_Die Aufgaben_
a) Stimmen diese Aussagen mit dem Auszug über Kreislaufwirtschaft unten überein? (i) 84 % des Schweizer Abfalls gehen auf die Bautätigkeit zurück. (ii) Bei Rückbauten fallen in der Schweiz rund 57 Mio. t an. (iii) Barbara Sintzel leitet ein Institut der FHNW in Basel. Antworte jeweils mit Ja oder Nein und zitiere wörtlich die Worte aus dem Auszug, die den Ausschlag geben.
b) Schreib aus dem Auszug über Kreislaufwirtschaft unten das Stück von „Bauwirtschaft: Kreislaufwirtschaft ist“ bis „Recycling zu kurz?“ Wort für Wort ab.

_Textauszug zum Lesen_
Am Bestand weiterbauen statt abreissen: So lautet ein Konzept der Kreislaufwirtschaft. Bild: TO

Das Thema Kreislaufwirtschaft ist in Architekturkreisen aktuell. Woher kommt das Interesse? Barbara Sintzel: Man muss sich folgende Zahlen des Bundesamts für Umwelt vergegenwärtigen: Die Schweiz produziert pro Jahr 80 bis 90 Mio. t Abfall. Davon gehen 84% allein auf die Bautätigkeit zurück. 57 Mio. t sind Aushub- und Ausbruchmaterial. Rund 17 Mio. t fallen bei Rückbauten an. Gleichzeitig verbauen wir in der Schweiz 63 Mio. t Neumaterial. Pro Person und Jahr gerechnet sind das fast 8 t Material. Der Ressourcenverbrauch und die Emissionen in der Bauwirtschaft sind hoch.

Bauwirtschaft: Kreislaufwirtschaft ist ein Schlüssel für umwelt- und ressourcenschonenderes Bauen, sagt Barbara Sintzel, Leiterin Institut Nachhaltigkeit und Energie am Bau der FHNW in Muttenz.

Greifen Materialtrennung und Recycling zu kurz?

_Datenauszug_
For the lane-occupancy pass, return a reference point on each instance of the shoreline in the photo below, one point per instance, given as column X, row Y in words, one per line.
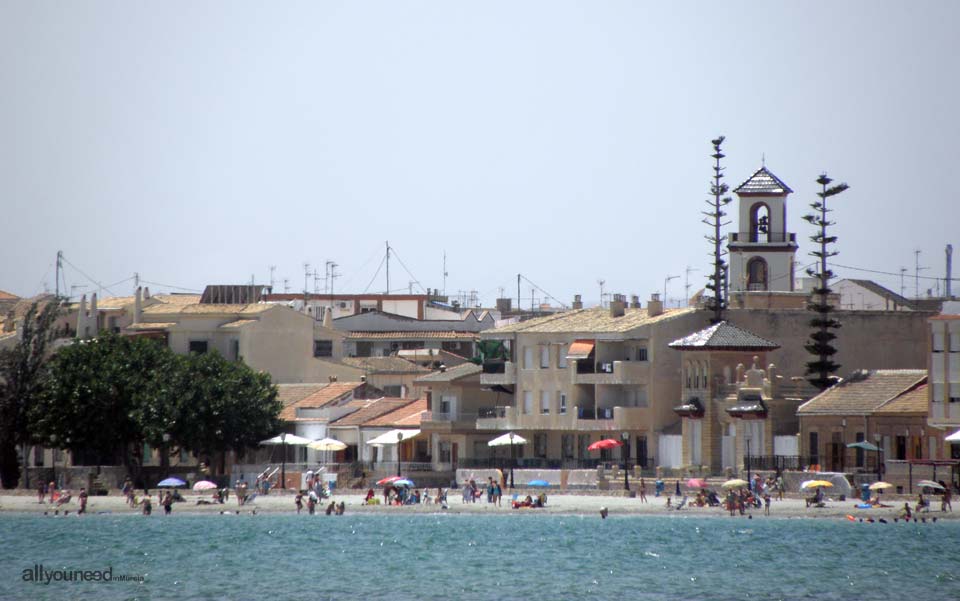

_Die Antworten_
a)
(i) Ja: „Davon gehen 84% allein auf die Bautätigkeit zurück.“
(ii) Nein: „Rund 17 Mio. t fallen bei Rückbauten an.“
(iii) Nein: „der FHNW in Muttenz“

b)
Bauwirtschaft: Kreislaufwirtschaft ist ein Schlüssel für umwelt- und ressourcenschonenderes Bauen, sagt Barbara Sintzel, Leiterin Institut Nachhaltigkeit und Energie am Bau der FHNW in Muttenz.

Greifen Materialtrennung und Recycling zu kurz?